__YOUR TASK__
Every entry below must be reproduced exactly.

__MATERIAL FOR THE TASK__
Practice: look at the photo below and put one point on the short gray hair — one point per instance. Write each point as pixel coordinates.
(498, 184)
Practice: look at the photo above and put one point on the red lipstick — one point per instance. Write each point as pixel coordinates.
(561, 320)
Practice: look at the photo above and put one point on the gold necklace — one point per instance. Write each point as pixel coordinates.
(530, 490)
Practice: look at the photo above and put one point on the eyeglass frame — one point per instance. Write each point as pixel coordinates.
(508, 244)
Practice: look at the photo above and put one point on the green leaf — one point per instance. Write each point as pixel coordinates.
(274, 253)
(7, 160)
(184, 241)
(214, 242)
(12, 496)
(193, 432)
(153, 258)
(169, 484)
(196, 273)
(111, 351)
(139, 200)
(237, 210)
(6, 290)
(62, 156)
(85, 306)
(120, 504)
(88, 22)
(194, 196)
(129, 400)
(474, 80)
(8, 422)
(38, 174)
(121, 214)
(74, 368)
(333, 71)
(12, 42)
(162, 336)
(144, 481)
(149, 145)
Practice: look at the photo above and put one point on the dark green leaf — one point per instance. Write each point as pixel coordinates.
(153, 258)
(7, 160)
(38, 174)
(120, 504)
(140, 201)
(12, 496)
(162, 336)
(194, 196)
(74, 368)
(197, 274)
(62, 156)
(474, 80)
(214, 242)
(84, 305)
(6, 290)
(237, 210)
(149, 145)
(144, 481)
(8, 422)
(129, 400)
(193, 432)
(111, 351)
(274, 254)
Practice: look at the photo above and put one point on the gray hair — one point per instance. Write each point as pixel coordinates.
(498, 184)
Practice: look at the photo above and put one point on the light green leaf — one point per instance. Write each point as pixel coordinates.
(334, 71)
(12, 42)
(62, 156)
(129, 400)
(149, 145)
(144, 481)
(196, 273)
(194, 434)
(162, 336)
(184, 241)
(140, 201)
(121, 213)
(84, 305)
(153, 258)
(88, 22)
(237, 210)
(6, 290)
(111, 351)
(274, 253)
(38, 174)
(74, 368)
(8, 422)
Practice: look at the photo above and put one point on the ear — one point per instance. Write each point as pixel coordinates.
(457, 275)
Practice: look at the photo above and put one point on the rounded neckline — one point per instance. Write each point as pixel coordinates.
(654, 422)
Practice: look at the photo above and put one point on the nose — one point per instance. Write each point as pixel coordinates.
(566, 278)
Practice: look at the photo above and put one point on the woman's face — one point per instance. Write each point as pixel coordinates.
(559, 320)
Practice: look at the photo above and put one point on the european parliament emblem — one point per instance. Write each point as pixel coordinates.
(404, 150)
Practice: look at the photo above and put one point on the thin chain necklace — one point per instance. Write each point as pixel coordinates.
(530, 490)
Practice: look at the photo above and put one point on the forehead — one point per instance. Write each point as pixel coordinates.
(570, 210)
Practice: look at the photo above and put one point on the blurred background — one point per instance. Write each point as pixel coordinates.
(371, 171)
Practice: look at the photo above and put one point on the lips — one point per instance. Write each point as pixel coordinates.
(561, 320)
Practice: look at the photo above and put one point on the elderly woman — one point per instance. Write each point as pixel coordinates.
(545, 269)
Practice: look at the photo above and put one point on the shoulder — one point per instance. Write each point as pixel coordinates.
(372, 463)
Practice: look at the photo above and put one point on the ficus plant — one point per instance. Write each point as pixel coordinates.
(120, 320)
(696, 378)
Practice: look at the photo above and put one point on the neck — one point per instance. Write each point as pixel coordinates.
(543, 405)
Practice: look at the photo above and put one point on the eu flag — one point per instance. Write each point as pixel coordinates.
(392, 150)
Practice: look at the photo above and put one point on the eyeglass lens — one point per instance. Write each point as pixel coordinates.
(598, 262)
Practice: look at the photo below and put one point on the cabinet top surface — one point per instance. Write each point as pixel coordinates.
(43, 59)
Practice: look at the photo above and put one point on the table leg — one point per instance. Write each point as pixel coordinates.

__RESULT FOR THIS EXERCISE__
Practice: look at the photo below and put one point on the short gray hair — one point per instance. Write each point as pixel coordinates.
(498, 184)
Practice: look at the photo above and put one point on the red lipstick — one point per instance. Write each point as pixel coordinates.
(561, 320)
Practice: look at the photo above and put one point on the gold necklace — one point per instance. Write each point as pixel coordinates.
(530, 490)
Practice: look at the photo above and put one point on the eyeglass frame — one point per instance. Write each point as pixel coordinates.
(508, 244)
Practice: look at the photo above and put one point on the green leaf — one point per instance. Write each point as pixel coordinates.
(274, 253)
(7, 160)
(184, 241)
(214, 242)
(12, 496)
(193, 432)
(153, 258)
(169, 484)
(196, 273)
(111, 351)
(139, 200)
(237, 210)
(6, 290)
(62, 156)
(85, 306)
(120, 504)
(88, 22)
(194, 196)
(129, 400)
(474, 80)
(8, 422)
(38, 174)
(121, 214)
(74, 368)
(333, 71)
(12, 42)
(162, 336)
(144, 481)
(149, 145)
Practice: look at the photo above and put one point on the dark green leaf — one point per instance. Write each point as pixel coordinates.
(153, 258)
(7, 160)
(38, 174)
(120, 504)
(140, 201)
(12, 496)
(162, 336)
(194, 196)
(74, 368)
(197, 274)
(62, 156)
(474, 80)
(214, 242)
(84, 305)
(6, 290)
(237, 210)
(149, 145)
(144, 481)
(8, 422)
(129, 400)
(193, 432)
(111, 351)
(274, 254)
Practice: look at the photo above and put one point on the gray hair — one point per instance. Write each point as pixel coordinates.
(498, 184)
Practice: look at the photo above and put one point on the light green leaf — one point per instance. Write each point as pixel coordinates.
(334, 71)
(12, 42)
(62, 156)
(129, 400)
(149, 145)
(144, 481)
(196, 273)
(194, 434)
(162, 336)
(184, 241)
(140, 201)
(121, 213)
(84, 305)
(153, 258)
(88, 22)
(237, 210)
(6, 290)
(111, 351)
(274, 253)
(38, 174)
(74, 368)
(8, 422)
Practice: look at the photo above and put one point on the ear — one point per instance. Write each point as pixel coordinates.
(457, 275)
Practice: look at the photo above and put one point on the rounded neckline — one point per instance. Write each point as pixel coordinates.
(654, 422)
Practice: look at the photo above and put one point on the nose — one point per instance. Write each point as pixel coordinates.
(566, 278)
Practice: look at the photo above and put one point on the woman's face — one point per instance. Write each point as pixel coordinates.
(559, 320)
Practice: look at the photo above and put one point on the european parliament emblem — one point per instance. Write each point as pixel coordinates.
(404, 150)
Practice: look at the photo above and put one point on the thin chain necklace — one point per instance. Write each point as pixel coordinates.
(530, 490)
Practice: look at the photo above and put one point on the forehead — one point per instance. Write each point as pixel coordinates.
(570, 210)
Practice: look at the photo above and put one point on the blurred background — one point per instance. Write each point as pixel coordinates.
(371, 171)
Practice: look at the photo above and put one point on the lips — one point per instance. Write each point as pixel coordinates.
(561, 320)
Practice: look at the photo above and put one point on the elderly woman — one point per instance. Write each point as pixel coordinates.
(545, 269)
Practice: look at the photo above and put one point on the shoulder — one point per instance. Write each point as pixel coordinates.
(372, 463)
Practice: look at the photo above and put one point on the ficus plant — one point per instance. Write each point as pixel coordinates.
(120, 320)
(696, 378)
Practice: look at the photo above and put one point on the neck — one point per instance. Write each point as pixel coordinates.
(543, 405)
Practice: look at the photo above and put one point on the eu flag — one point per instance. Write each point as pixel coordinates.
(392, 150)
Practice: look at the photo above and put one point on the eyeglass lens — one point per instance. Write each point as pixel coordinates.
(598, 262)
Practice: look at the photo below and put one point on the cabinet top surface — one point per instance. Write each point as pixel coordinates.
(43, 59)
Practice: look at the photo above and put one point on the table leg — one point per instance. Write each point as pixel coordinates.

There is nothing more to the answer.